◆ AUFGABENSTELLUNG A:
Wähle aus der Auflistung unten jede Zeile aus, die die Zeichenfolge „badge“ enthält, und übernimm diese Zeilen unverändert.

◆ ARTIKEL:

Haha … ich musste ziemlich lachen, da das Bild schon von mir selbst zensiert war, als ich es gepostet habe und trotzdem gelöscht wurde. Ich fand die Idee interessant, dass ich „Gemeinschaftsrichtlinien“ verletzt haben soll, und habe mir Gedanken über diese sogenannte (Instagram-)Gemeinschaft gemacht und wer da die Regeln bestimmt. Außerdem sind für mich Screenshots eine neue Art der Fotografie – ich weiß, dass mir da viele widersprechen würden, aber für mich ist ein Screenshot auch eine Dokumentation von Zeit, (digitaler) Ort und Porträt und damit eine Art Fotografie. Klar fühle ich mich seit diesem ersten „Rauswurf“ eingeschränkt. Bei Nacktheit passe ich deswegen inzwischen sehr auf – ich will ja nicht, dass mein Account ganz eliminiert wird.

Warum liegt dir so viel an deinem Account? Wäre es nicht vielleicht auch eine Option, solchen Mechanismen den Rücken zu kehren und die Energie statt in die digitale in die analoge Welt zu stecken, mit Eye-to-eye-Kontakten?

◆ VORLIEGENDE AUFLISTUNG:
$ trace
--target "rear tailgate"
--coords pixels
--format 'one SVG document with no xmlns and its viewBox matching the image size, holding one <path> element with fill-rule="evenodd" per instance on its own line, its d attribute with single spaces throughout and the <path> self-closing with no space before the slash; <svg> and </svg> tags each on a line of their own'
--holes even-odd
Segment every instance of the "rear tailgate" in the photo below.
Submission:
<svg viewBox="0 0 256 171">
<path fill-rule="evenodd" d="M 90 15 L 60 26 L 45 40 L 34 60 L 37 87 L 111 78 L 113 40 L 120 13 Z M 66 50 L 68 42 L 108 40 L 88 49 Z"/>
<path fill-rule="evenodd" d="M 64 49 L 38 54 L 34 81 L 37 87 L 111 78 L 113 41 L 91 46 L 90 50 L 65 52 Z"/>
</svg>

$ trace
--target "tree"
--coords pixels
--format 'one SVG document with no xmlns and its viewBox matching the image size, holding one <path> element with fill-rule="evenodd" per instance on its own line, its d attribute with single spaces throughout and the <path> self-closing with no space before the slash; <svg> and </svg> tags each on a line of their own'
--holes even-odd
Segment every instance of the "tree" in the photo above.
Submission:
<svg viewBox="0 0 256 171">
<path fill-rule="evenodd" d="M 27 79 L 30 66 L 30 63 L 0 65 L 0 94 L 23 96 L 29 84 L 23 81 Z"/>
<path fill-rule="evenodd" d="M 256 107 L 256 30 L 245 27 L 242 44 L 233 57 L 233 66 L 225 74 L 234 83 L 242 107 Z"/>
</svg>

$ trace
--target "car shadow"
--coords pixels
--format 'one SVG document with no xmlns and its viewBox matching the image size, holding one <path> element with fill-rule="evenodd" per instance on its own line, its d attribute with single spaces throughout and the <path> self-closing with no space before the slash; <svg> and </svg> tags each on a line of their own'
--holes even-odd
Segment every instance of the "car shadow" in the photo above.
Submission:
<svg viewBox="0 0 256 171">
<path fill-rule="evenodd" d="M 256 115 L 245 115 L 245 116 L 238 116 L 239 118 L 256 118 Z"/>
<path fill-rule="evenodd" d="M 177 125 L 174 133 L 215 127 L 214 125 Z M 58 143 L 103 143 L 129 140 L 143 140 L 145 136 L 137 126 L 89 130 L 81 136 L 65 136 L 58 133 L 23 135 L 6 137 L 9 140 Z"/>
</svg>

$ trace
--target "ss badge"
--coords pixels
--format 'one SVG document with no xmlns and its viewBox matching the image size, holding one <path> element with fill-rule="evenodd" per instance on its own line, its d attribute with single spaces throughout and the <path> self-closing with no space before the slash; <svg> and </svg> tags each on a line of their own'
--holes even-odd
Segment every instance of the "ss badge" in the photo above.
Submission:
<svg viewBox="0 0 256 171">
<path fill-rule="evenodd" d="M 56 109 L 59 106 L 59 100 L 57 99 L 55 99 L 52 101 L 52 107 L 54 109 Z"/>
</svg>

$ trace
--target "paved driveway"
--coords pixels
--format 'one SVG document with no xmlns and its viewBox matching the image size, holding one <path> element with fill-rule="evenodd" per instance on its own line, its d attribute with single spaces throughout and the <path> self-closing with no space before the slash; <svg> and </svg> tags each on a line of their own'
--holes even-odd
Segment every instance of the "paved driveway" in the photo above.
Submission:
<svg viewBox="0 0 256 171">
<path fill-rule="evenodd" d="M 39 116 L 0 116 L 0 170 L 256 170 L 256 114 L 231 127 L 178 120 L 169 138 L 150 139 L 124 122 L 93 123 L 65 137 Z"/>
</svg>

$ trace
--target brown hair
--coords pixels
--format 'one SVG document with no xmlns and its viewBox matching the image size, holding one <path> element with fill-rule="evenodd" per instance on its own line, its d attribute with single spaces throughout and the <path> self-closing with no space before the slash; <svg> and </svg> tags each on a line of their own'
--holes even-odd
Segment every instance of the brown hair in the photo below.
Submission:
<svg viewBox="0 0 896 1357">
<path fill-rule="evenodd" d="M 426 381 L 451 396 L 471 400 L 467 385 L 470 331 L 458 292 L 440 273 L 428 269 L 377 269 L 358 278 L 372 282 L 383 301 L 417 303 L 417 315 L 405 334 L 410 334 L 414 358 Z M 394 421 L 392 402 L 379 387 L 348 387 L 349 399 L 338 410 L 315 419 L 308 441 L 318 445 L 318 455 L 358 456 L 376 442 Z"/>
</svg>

◆ AUFGABENSTELLUNG B:
Reproduziere den obigen Text über die Löschung auf Instagram vollständig und zeichengetreu.

◆ KORREKTE LÖSUNG A:
--target "ss badge"
Segment every instance of the "ss badge" in the photo above.

◆ KORREKTE LÖSUNG B:
Haha … ich musste ziemlich lachen, da das Bild schon von mir selbst zensiert war, als ich es gepostet habe und trotzdem gelöscht wurde. Ich fand die Idee interessant, dass ich „Gemeinschaftsrichtlinien“ verletzt haben soll, und habe mir Gedanken über diese sogenannte (Instagram-)Gemeinschaft gemacht und wer da die Regeln bestimmt. Außerdem sind für mich Screenshots eine neue Art der Fotografie – ich weiß, dass mir da viele widersprechen würden, aber für mich ist ein Screenshot auch eine Dokumentation von Zeit, (digitaler) Ort und Porträt und damit eine Art Fotografie. Klar fühle ich mich seit diesem ersten „Rauswurf“ eingeschränkt. Bei Nacktheit passe ich deswegen inzwischen sehr auf – ich will ja nicht, dass mein Account ganz eliminiert wird.

Warum liegt dir so viel an deinem Account? Wäre es nicht vielleicht auch eine Option, solchen Mechanismen den Rücken zu kehren und die Energie statt in die digitale in die analoge Welt zu stecken, mit Eye-to-eye-Kontakten?